Sayfa
------------------------------------------------------------

Almanya’da bir asimilasyon kamuflajı olarak ‘öncü kültür’ tartışmaları

Aydın Enes Seydanlıoğlu / UETD Yönetim Kurulu Üyesi
10.06.2017

Alman filozof Jürgen Habermas’ın da işaret ettiği gibi Alman anayasasının liberal yorumuna göre bir Alman öncü kültürünün yayılması mümkün değildir. Liberal bir anayasa ülkede var olan çoğunluk kültürüne rağmen farklılıkların temayüz edeceği bir ortamı sağlamalıdır.


Almanya’da bir asimilasyon kamuflajı olarak ‘öncü kültür’ tartışmaları

Avrupa’da son 50 yılda varlık gösteren ve özellikle 80´li yıllar sonrasında kamusal alanda görünür hale gelen Müslümanlar, Avrupa kamuoyunda belli tartışmaların oluşmasına alan açtı. Müslüman varlığının tahrik ettiği endişe, Avrupalı bazı siyasi sorumluları, göçmenlerin entegrasyonu için gereken şartları saptamak amacıyla kendi kültürlerinin ve ulusal kimliklerinin kurucu ve belirleyici özelliklerini tanımlamaya itti1. Bu bağlamda Almanya’nın İslamlaşması ve yabancılaşması korkusuna karşı, bir ‘öncü kültür’ü (Leitkultur) toplumda hakim kılma söylemleri ve tartışmaları gündeme gelmeye başladı. Özellikle son yıllarda yükselen aşırı sağ eğilimler de dikkate alındığında söz konusu tartışmanın seçim dönemlerinde daha fazla gündeme gelmesi dikkatleri celbetmeye başladı.

------------------------------------------------------------

Veriler
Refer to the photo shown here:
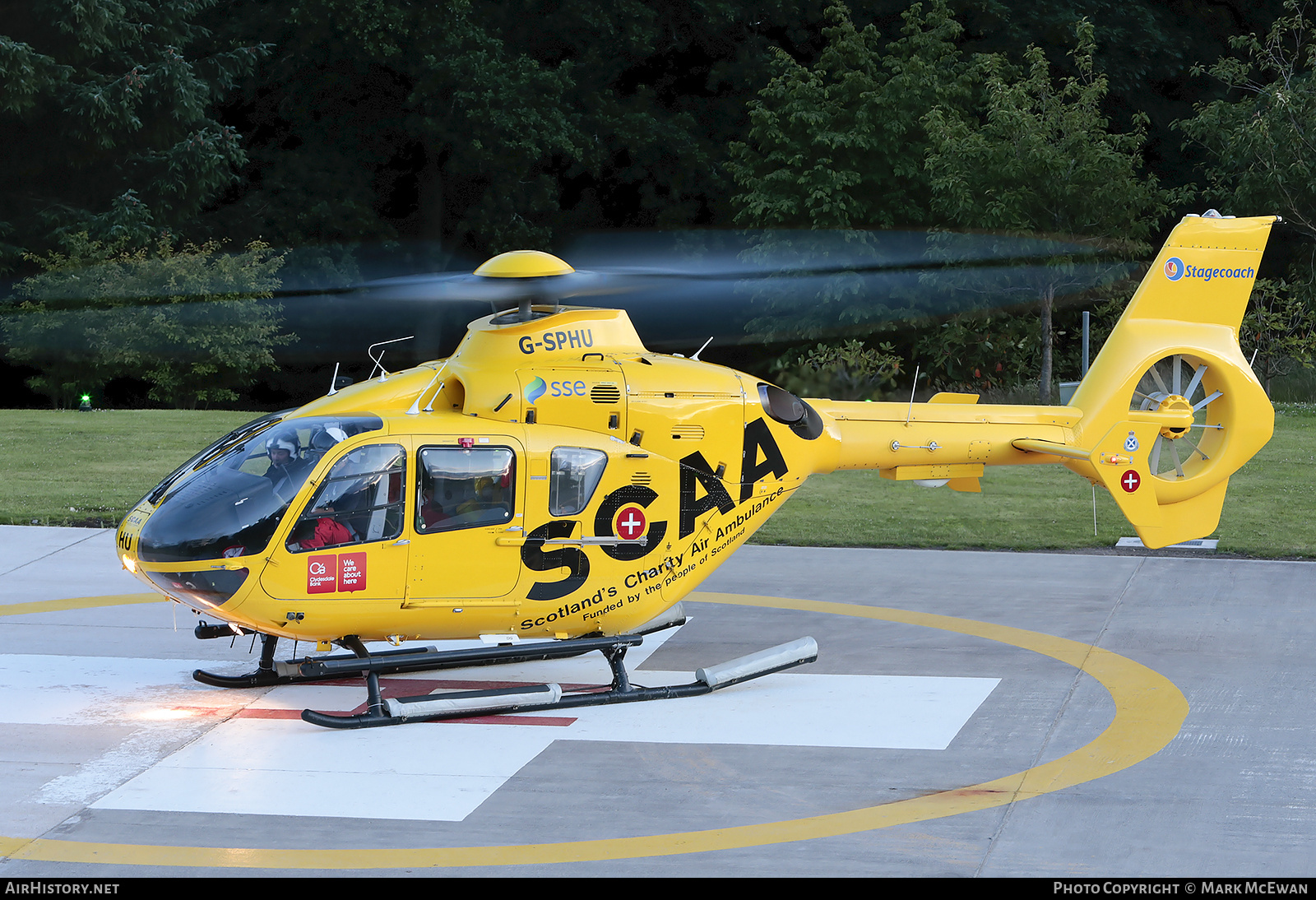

------------------------------------------------------------

Görev
Yukarıdaki sayfada “Avrupa’da son 50 yılda” sözleriyle başlayan paragrafı, temel bilgilerini kaybetmeden madde madde yeniden yazın.

Tam çözüm
- Müslümanlar son 50 yılda Avrupa'da var oldu. Özellikle 80'li yıllardan sonra kamusal alanda görünür hale gelerek Avrupa kamuoyunda bazı tartışmalara yol açtılar.
- Müslüman varlığının doğurduğu endişe, bazı Avrupalı siyasileri göçmenlerin entegrasyon şartlarını saptamak amacıyla kendi kültürlerinin ve ulusal kimliklerinin kurucu ve belirleyici özelliklerini tanımlamaya yöneltti.
- Bu çerçevede, Almanya'nın İslamlaşması ve yabancılaşması korkusuna karşı bir "öncü kültür"ü (Leitkultur) topluma hakim kılma söylemleri ve tartışmaları gündeme geldi.
- Son yıllarda yükselen aşırı sağ eğilimler de göz önüne alındığında, bu tartışmanın seçim dönemlerinde daha sık gündeme gelmesi dikkat çekmeye başladı.